# Clavier physique pour Ipad fonctionne mal



## Vegus (22 Janvier 2013)

Bonsoir à tous!

Aujourd'hui je suis allé m'acheter un clavier physique pour mon iPad --> Ultrathin Keyboard Cover de Logitech. Je le déballe et je commence à l'installer, jusque là, tout va bien. Mais lorsque je l'utilise, les touches du clavier ne sont pas associer à ce qui ce passe à l'écran. Par exemple: je tape sur la touche "m" du clavier et sur l'écran cette lettre se transforme en ","... Que faire?

Merci d'avance,
Bonne soirée


----------



## Larme (22 Janvier 2013)

Et si tu tapes un "a", tu as un "a" ou un "w" ?

Car j'aurais tendance à dire, si mes vieux souvenirs de Qwerty/Azerty ne sont pas trop mauvais, que ton clavier est reconnu comme un Qwerty...
Auquel cas, je pense que ça devrait pouvoir se régler dans Réglages/Général/Clavier.


----------



## Vegus (22 Janvier 2013)

Non, "a" me donne "q"... J'ai beau changer dans les réglages, toujours la même chose!


----------



## Larme (22 Janvier 2013)

Oui, pardon "q", "z" devrait donner "w", p'tite erreur...

|---|

- _TRAVAIL DEMANDÉ_
1. D'après l'extrait choisi, expliquez pourquoi Larme demande si la touche "a" donne un "a" ou un "w".
2. Répondez aux questions suivantes sur l'extrait choisi.
(a) Quel clavier Vegus s'est-il acheté pour son iPad ?
(b) Quelle lettre Vegus obtient-il en tapant "a" ?
(c) Après sa correction, quelle touche Larme dit-il devoir donner "w" ?

|---|

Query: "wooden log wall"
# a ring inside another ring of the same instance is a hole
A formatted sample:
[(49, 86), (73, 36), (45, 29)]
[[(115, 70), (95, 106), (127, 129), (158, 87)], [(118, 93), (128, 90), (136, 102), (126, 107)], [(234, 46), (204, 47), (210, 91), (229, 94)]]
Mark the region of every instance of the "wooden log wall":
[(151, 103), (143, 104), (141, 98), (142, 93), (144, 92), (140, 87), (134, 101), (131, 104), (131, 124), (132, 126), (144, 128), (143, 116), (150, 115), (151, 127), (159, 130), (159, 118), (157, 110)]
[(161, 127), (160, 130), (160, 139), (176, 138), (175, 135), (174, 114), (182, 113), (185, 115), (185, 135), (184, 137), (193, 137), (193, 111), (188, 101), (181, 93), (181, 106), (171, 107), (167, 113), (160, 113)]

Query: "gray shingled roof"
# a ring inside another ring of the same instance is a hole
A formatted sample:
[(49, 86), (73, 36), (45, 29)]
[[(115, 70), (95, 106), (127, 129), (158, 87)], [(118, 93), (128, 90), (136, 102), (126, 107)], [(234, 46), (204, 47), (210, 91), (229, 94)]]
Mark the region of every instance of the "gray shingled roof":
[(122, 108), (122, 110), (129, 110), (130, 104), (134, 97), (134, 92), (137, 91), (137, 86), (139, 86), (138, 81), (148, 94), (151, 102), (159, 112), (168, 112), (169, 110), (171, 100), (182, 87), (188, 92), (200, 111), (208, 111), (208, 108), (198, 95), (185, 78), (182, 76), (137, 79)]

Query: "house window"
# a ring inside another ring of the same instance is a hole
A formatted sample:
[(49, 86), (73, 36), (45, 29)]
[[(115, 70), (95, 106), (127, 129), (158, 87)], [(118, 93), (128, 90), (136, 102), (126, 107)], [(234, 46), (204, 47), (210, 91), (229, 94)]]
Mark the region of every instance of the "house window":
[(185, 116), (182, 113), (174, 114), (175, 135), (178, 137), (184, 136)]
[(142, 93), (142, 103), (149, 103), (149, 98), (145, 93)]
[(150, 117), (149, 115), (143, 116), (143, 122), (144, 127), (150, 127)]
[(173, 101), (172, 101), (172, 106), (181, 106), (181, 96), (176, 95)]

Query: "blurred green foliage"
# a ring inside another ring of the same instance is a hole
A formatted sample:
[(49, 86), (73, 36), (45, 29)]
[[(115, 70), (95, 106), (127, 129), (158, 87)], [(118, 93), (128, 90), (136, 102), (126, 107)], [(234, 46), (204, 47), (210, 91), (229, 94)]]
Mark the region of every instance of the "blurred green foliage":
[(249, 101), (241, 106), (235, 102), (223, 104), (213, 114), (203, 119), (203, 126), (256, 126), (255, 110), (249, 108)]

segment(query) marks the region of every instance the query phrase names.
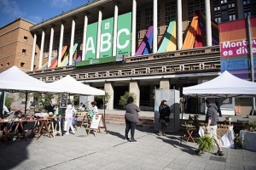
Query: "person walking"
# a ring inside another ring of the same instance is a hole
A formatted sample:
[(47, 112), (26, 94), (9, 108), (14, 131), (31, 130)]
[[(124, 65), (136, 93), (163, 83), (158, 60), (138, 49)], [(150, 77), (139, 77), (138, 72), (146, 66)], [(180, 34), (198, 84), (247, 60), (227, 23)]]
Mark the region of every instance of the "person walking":
[(218, 113), (218, 116), (222, 117), (222, 113), (221, 113), (221, 110), (220, 110), (220, 105), (221, 105), (220, 103), (221, 103), (220, 99), (215, 99), (215, 105), (216, 105), (216, 106), (218, 108), (217, 111)]
[(73, 122), (73, 115), (75, 114), (77, 110), (73, 106), (70, 99), (67, 100), (67, 106), (65, 111), (65, 119), (67, 121), (67, 132), (65, 134), (69, 134), (69, 129), (71, 128), (72, 133), (75, 133), (74, 128), (73, 127), (72, 122)]
[(141, 111), (140, 108), (135, 105), (134, 99), (132, 97), (129, 97), (127, 99), (127, 105), (126, 105), (126, 112), (125, 115), (125, 139), (130, 140), (128, 138), (129, 131), (131, 130), (131, 140), (130, 142), (137, 142), (134, 139), (134, 133), (137, 122), (138, 122), (138, 112)]
[(166, 100), (163, 99), (159, 106), (159, 122), (161, 123), (161, 129), (160, 131), (160, 136), (166, 136), (166, 129), (168, 126), (168, 122), (170, 122), (170, 114), (171, 110), (169, 105), (166, 104)]
[[(218, 150), (214, 155), (224, 156), (219, 140), (217, 137), (217, 106), (210, 99), (206, 99), (206, 104), (207, 106), (207, 116), (206, 116), (206, 132), (209, 133), (210, 137), (212, 138), (218, 146)], [(200, 153), (201, 150), (198, 149), (195, 150), (196, 153)]]

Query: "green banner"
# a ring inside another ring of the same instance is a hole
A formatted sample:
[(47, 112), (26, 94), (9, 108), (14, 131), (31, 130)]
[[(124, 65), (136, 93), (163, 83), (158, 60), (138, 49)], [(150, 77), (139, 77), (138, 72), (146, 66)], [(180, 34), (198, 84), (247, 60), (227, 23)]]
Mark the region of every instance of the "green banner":
[(100, 58), (112, 56), (113, 18), (102, 21)]
[(96, 59), (97, 45), (97, 26), (98, 23), (93, 23), (87, 26), (87, 37), (85, 47), (85, 60)]
[(119, 15), (117, 34), (117, 55), (131, 55), (131, 12)]

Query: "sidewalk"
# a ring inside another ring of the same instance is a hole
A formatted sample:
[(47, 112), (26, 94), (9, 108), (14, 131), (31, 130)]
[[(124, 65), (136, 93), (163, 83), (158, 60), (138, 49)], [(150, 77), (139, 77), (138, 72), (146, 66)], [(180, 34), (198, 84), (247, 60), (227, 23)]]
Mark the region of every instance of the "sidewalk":
[(180, 144), (180, 134), (160, 137), (153, 129), (137, 128), (137, 142), (130, 143), (124, 140), (125, 126), (107, 128), (108, 134), (102, 129), (96, 137), (79, 128), (75, 134), (0, 144), (1, 170), (256, 169), (256, 152), (224, 148), (224, 156), (196, 155), (196, 144)]
[[(99, 109), (99, 113), (103, 114), (104, 110)], [(125, 110), (105, 110), (105, 114), (116, 114), (116, 115), (124, 115), (125, 114)], [(189, 116), (194, 116), (195, 114), (189, 114), (189, 113), (183, 113), (183, 119), (189, 119)], [(204, 121), (206, 119), (206, 115), (199, 114), (199, 120)], [(154, 111), (141, 111), (139, 112), (139, 116), (148, 116), (148, 117), (154, 117)], [(182, 118), (182, 114), (180, 114), (180, 119)], [(254, 122), (256, 121), (256, 116), (250, 116), (247, 118), (246, 116), (231, 116), (232, 122), (237, 122), (237, 119), (240, 121), (247, 121)], [(225, 116), (224, 115), (222, 117), (218, 117), (218, 121), (223, 122), (225, 120)]]

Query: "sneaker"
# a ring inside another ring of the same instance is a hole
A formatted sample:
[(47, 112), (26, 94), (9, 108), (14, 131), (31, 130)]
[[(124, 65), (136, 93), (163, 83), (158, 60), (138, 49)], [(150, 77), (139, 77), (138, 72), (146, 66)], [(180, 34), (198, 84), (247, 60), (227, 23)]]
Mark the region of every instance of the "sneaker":
[(197, 150), (195, 150), (195, 153), (196, 154), (203, 154), (204, 152), (201, 151), (201, 150), (197, 149)]
[(215, 156), (224, 156), (224, 154), (223, 153), (223, 151), (218, 150), (218, 152), (214, 153), (214, 155), (215, 155)]

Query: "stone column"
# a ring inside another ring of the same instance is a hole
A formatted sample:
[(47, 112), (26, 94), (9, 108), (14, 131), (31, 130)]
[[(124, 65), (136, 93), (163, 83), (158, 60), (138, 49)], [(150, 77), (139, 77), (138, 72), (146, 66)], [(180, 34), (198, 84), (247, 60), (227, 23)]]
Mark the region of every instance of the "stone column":
[(155, 54), (157, 52), (157, 0), (154, 0), (153, 8), (153, 53)]
[(43, 30), (42, 31), (42, 39), (41, 39), (41, 48), (40, 48), (40, 56), (39, 56), (39, 65), (38, 68), (42, 66), (43, 63), (43, 54), (44, 54), (44, 37), (45, 37), (45, 29)]
[(49, 68), (51, 65), (51, 55), (52, 55), (52, 46), (53, 46), (53, 39), (54, 39), (54, 34), (55, 34), (55, 26), (52, 25), (50, 28), (50, 38), (49, 38), (49, 56), (48, 56), (48, 66)]
[(160, 82), (160, 89), (170, 89), (170, 80), (161, 78)]
[(140, 106), (140, 85), (139, 81), (131, 80), (129, 84), (129, 92), (135, 94), (137, 99), (136, 104), (138, 107)]
[(73, 64), (73, 41), (74, 41), (74, 32), (75, 32), (75, 27), (76, 27), (75, 20), (76, 20), (76, 17), (73, 17), (68, 65), (72, 65), (72, 64)]
[(107, 109), (113, 110), (113, 82), (106, 82), (104, 84), (104, 89), (108, 92), (111, 97), (107, 104)]
[(101, 34), (102, 34), (102, 8), (99, 8), (99, 17), (98, 17), (98, 33), (97, 33), (97, 48), (96, 48), (96, 59), (100, 58), (101, 53)]
[(135, 54), (136, 48), (136, 14), (137, 14), (137, 0), (132, 1), (132, 23), (131, 23), (131, 56)]
[(82, 61), (85, 60), (85, 47), (86, 47), (86, 37), (87, 37), (87, 26), (88, 26), (88, 13), (85, 12), (84, 23), (84, 37), (83, 37), (83, 51), (82, 51)]
[(62, 57), (64, 23), (65, 23), (64, 21), (61, 21), (61, 25), (60, 45), (59, 45), (59, 53), (58, 53), (58, 66), (60, 66), (61, 63), (61, 57)]
[(211, 21), (211, 6), (210, 1), (205, 0), (206, 4), (206, 24), (207, 24), (207, 46), (211, 47), (212, 46), (212, 21)]
[(183, 47), (183, 11), (182, 11), (182, 0), (177, 1), (177, 50), (181, 50)]
[(237, 19), (244, 18), (244, 10), (243, 10), (243, 1), (236, 0), (237, 4)]
[(37, 45), (37, 32), (34, 33), (34, 41), (33, 41), (33, 47), (32, 47), (32, 56), (31, 56), (30, 71), (33, 71), (34, 70), (36, 45)]
[(116, 56), (118, 17), (119, 17), (119, 2), (115, 2), (114, 16), (113, 16), (113, 51), (112, 51), (113, 56)]

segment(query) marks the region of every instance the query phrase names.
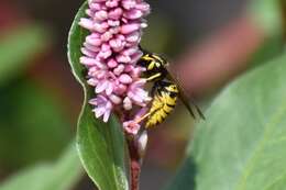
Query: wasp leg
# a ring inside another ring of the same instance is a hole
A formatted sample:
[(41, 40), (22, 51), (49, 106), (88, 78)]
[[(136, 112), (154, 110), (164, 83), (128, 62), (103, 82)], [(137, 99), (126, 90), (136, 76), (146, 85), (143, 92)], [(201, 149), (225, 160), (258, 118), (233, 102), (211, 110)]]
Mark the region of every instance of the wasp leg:
[(146, 80), (147, 80), (147, 81), (152, 81), (152, 80), (154, 80), (154, 79), (156, 79), (156, 78), (161, 77), (161, 75), (162, 75), (162, 74), (156, 74), (156, 75), (153, 75), (153, 76), (151, 76), (151, 77), (146, 78)]
[(151, 112), (146, 113), (145, 115), (143, 115), (143, 116), (139, 118), (138, 120), (135, 120), (135, 123), (141, 123), (143, 120), (148, 118), (151, 114), (152, 114)]

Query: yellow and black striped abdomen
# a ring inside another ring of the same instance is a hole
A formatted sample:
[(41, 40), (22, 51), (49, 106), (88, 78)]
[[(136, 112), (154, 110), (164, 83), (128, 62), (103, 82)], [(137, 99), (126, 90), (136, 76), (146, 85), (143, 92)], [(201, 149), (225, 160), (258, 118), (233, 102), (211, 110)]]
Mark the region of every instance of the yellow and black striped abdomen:
[(177, 94), (169, 91), (156, 93), (153, 98), (146, 127), (161, 124), (167, 115), (174, 110), (177, 102)]

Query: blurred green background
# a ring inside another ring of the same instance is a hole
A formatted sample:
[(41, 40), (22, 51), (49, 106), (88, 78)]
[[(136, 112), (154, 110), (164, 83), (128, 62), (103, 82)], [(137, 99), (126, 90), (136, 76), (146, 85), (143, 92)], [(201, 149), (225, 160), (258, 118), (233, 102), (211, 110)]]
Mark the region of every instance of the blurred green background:
[[(67, 63), (66, 40), (81, 3), (0, 1), (0, 190), (25, 190), (26, 181), (31, 181), (26, 185), (29, 190), (92, 189), (76, 152), (69, 150), (70, 146), (74, 149), (70, 144), (74, 144), (82, 96)], [(283, 3), (278, 7), (260, 0), (156, 0), (150, 3), (153, 12), (142, 44), (165, 54), (174, 63), (180, 56), (188, 57), (188, 51), (208, 46), (209, 38), (216, 38), (217, 33), (227, 36), (228, 25), (243, 16), (256, 21), (261, 36), (260, 42), (253, 42), (254, 49), (241, 55), (246, 57), (243, 60), (246, 69), (283, 51), (285, 31), (284, 22), (279, 22), (284, 15)], [(245, 30), (243, 26), (238, 29)], [(228, 57), (228, 51), (224, 56)], [(238, 62), (229, 60), (230, 65), (232, 63)], [(195, 89), (201, 107), (207, 108), (223, 86), (246, 69), (235, 70), (223, 78), (223, 82), (207, 90), (204, 86)], [(151, 132), (142, 189), (156, 190), (170, 179), (183, 160), (190, 126), (193, 120), (182, 108), (164, 126)], [(58, 180), (61, 176), (68, 179), (63, 182)], [(33, 181), (41, 186), (32, 185)]]

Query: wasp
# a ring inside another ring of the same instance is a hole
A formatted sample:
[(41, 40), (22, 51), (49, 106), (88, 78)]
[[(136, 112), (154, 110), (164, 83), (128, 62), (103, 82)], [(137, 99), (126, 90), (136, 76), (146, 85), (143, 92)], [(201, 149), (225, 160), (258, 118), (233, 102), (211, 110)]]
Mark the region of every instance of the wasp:
[(182, 86), (168, 70), (168, 62), (162, 56), (148, 53), (145, 49), (142, 49), (142, 52), (143, 56), (138, 62), (138, 65), (145, 68), (143, 77), (154, 85), (151, 90), (151, 97), (153, 98), (151, 107), (139, 122), (146, 119), (146, 127), (161, 124), (174, 110), (178, 99), (186, 105), (194, 119), (196, 119), (195, 109), (199, 116), (205, 120), (202, 112), (195, 102), (191, 101), (191, 104), (189, 104)]

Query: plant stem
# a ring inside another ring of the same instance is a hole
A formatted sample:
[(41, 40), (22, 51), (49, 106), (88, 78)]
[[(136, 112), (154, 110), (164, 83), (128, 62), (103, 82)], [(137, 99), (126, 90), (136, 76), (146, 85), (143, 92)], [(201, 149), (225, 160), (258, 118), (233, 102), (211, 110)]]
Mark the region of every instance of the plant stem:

|---|

- _RÉPONSES DANS L'ORDRE_
1. Larme pose cette question parce que, d'après ses souvenirs du Qwerty et de l'Azerty, il aurait tendance à dire que le clavier est reconnu comme un Qwerty. Dans ce cas, il pense que le problème devrait pouvoir se régler dans Réglages/Général/Clavier.

2.
(a) L'Ultrathin Keyboard Cover de Logitech.
(b) La lettre "q".
(c) La touche "z".